Learning about Musical Instruments in African-American History


Outcomes for the week:

  1. Students will identify the djembe drum from West Africa.
  2. Students will explain how the drum was used before African people were brought to the United States.
  3. Students will explain how the drum was used once arriving in America.
  4. Students will be able to identify a buffalo drum used by the Piscataway people who lived in Prince George’s County before colonization.
  5. Students will read the book Mariah’s Maracas and instruments from the African diaspora.
 Focus Question: Why do we listen to music?

Lesson #1: Music in Africa

Estimated Facilitation Time: 40 min- 1 hour (Early childhood educators teaching P-1st grade may consider breaking this lesson up to spread throughout the week. Teachers of 2nd-5th grade can present in a day or modify as appropriate as well.)

Purpose: This activity is designed to help students begin to understand that African-American history began on the continent of Africa. Also, students will learn that the drum was used for many reasons other than purely entertainment.
_____
(Set exercise A):
Copy the lesson plan above word for word, between "Outcomes for the" and "arriving in America.", inclusive.
(Set exercise B):
In the lesson plan above, which people used the buffalo drum that students will learn to identify?
_____
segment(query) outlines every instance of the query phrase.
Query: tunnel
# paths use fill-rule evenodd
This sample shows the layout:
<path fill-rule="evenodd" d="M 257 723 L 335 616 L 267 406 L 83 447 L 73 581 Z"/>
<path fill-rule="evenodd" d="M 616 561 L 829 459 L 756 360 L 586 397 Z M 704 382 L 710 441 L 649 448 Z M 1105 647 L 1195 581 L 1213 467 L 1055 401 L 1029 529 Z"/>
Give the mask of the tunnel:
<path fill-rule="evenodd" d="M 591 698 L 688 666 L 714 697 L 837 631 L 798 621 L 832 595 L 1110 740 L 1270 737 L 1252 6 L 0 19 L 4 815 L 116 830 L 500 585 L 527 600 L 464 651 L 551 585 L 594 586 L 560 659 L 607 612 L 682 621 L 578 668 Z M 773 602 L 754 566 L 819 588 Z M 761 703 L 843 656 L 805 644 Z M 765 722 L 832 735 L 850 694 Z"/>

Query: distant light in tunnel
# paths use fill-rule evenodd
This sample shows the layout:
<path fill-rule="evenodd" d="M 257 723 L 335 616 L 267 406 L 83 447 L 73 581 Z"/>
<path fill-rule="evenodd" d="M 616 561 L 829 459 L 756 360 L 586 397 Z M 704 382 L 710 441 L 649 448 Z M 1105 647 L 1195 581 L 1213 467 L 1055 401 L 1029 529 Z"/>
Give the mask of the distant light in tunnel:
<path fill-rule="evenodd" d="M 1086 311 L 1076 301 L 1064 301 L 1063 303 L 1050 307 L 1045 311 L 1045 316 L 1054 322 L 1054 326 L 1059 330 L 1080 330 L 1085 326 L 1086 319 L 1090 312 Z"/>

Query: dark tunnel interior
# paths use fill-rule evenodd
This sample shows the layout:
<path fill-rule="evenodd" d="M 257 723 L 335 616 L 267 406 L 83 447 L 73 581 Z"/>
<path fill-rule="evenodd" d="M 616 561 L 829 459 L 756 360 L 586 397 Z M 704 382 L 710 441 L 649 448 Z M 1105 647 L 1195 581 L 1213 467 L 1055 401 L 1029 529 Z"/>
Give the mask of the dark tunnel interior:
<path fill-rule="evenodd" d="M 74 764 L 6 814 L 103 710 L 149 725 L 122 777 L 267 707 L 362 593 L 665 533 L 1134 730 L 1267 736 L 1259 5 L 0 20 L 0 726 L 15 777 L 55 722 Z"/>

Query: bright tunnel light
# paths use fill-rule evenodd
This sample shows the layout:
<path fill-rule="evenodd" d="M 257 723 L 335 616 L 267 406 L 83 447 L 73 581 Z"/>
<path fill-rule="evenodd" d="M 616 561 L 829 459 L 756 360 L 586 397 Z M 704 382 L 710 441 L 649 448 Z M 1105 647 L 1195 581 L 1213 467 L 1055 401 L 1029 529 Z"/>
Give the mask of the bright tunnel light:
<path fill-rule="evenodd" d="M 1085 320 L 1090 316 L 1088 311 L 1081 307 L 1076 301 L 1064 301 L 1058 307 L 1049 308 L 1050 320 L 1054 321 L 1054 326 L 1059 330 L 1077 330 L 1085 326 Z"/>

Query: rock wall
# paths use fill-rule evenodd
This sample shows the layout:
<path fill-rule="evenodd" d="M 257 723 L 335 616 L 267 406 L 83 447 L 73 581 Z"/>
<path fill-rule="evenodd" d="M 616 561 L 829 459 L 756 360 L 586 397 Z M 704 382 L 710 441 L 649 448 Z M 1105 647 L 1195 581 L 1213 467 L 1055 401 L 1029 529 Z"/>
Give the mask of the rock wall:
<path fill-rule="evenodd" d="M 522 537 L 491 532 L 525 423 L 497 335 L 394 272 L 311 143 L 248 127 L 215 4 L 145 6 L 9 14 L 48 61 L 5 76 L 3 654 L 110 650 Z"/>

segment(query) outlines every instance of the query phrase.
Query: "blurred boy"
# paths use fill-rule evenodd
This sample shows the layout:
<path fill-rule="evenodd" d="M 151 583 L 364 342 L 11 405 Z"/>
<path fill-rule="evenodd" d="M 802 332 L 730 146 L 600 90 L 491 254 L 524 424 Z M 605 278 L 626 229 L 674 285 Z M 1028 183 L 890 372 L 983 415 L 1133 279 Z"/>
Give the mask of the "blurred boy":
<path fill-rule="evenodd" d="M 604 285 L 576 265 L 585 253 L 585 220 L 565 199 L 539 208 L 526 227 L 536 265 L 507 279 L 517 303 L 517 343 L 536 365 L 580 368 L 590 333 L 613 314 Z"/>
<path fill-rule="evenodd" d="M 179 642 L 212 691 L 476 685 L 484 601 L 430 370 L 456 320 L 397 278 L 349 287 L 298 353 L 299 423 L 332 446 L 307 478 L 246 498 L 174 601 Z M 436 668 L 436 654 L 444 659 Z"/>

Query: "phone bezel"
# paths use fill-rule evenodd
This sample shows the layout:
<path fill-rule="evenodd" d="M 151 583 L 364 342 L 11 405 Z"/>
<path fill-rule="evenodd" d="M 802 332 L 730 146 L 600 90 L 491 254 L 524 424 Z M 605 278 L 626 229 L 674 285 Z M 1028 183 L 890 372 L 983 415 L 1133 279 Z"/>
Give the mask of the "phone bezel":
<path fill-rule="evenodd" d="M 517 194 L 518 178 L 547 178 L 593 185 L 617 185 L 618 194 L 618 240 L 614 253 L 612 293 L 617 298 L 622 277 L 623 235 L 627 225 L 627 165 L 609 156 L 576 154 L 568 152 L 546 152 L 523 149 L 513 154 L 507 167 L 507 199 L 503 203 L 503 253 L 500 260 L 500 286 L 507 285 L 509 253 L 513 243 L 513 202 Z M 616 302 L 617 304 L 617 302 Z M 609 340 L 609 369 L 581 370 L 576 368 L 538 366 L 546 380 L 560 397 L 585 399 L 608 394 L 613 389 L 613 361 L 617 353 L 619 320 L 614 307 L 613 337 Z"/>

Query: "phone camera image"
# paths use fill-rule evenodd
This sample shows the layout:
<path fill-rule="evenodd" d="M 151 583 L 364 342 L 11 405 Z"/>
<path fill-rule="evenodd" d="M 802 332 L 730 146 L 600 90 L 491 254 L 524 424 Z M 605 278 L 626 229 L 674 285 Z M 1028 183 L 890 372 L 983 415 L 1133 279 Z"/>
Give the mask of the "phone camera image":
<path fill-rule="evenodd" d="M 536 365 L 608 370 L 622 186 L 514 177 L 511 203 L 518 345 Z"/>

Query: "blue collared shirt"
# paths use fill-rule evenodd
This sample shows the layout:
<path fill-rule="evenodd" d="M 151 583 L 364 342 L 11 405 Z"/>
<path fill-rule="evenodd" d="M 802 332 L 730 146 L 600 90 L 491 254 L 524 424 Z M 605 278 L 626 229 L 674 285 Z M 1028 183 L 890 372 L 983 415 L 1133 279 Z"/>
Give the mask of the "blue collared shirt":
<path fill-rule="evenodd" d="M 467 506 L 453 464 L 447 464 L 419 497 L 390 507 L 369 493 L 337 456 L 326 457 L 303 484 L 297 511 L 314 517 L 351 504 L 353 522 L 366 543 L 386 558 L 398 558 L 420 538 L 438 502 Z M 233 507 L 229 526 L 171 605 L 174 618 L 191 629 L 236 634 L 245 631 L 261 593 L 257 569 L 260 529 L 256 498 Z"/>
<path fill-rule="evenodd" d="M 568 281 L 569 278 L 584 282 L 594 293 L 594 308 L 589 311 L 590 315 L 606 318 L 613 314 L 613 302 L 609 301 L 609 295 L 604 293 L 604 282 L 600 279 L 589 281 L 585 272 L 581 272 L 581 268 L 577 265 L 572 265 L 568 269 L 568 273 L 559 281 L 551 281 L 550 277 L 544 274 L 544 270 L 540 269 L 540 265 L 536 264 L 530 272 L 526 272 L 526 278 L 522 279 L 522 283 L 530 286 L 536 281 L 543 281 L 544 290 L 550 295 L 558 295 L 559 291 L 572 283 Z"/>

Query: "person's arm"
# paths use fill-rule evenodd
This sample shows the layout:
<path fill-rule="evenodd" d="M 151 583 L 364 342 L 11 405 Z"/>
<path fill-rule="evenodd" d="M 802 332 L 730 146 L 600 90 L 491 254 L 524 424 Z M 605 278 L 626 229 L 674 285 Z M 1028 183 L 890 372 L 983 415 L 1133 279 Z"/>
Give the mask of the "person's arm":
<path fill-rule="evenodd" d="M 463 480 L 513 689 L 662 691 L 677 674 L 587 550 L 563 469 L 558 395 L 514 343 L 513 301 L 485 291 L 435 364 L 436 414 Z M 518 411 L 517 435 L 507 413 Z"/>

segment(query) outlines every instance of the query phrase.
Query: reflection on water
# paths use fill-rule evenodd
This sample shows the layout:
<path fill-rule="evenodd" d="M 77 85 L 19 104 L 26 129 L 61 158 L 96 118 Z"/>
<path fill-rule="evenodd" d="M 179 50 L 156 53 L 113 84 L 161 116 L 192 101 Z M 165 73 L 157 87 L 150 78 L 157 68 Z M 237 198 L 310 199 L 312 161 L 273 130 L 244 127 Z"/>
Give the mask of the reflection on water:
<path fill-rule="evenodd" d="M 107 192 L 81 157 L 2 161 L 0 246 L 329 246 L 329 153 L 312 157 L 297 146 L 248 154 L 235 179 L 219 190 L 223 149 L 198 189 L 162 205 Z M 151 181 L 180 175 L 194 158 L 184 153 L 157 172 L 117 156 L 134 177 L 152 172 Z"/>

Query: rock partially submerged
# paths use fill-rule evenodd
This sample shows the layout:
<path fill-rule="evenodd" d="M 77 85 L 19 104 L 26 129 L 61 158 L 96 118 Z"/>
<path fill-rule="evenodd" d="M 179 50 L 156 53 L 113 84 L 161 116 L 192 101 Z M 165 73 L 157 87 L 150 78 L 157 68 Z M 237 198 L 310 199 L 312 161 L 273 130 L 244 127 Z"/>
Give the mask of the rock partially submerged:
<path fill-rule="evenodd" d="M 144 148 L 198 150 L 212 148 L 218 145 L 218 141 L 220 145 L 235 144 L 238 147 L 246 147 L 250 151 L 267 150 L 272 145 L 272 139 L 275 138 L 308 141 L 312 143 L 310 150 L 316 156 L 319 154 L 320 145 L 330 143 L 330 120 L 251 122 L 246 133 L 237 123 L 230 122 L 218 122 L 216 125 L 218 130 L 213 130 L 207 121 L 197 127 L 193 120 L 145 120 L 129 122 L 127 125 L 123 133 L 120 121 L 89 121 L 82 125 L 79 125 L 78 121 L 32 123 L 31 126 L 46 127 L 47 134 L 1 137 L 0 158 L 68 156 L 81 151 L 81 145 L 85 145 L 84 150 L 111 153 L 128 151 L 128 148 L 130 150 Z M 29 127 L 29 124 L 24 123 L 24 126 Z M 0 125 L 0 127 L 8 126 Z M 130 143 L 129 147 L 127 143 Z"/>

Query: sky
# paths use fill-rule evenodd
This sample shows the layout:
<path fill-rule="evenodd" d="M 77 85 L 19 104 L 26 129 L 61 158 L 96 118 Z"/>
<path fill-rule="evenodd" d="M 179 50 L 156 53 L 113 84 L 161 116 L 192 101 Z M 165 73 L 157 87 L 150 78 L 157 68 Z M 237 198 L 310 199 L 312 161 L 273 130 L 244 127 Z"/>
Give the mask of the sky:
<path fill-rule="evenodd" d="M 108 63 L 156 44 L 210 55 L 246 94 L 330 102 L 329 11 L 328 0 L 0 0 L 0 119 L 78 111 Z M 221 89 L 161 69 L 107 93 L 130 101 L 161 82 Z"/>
_____
(Complete answer A):
Outcomes for the week:

  1. Students will identify the djembe drum from West Africa.
  2. Students will explain how the drum was used before African people were brought to the United States.
  3. Students will explain how the drum was used once arriving in America.

(Complete answer B):
The Piscataway people, who lived in Prince George’s County before colonization.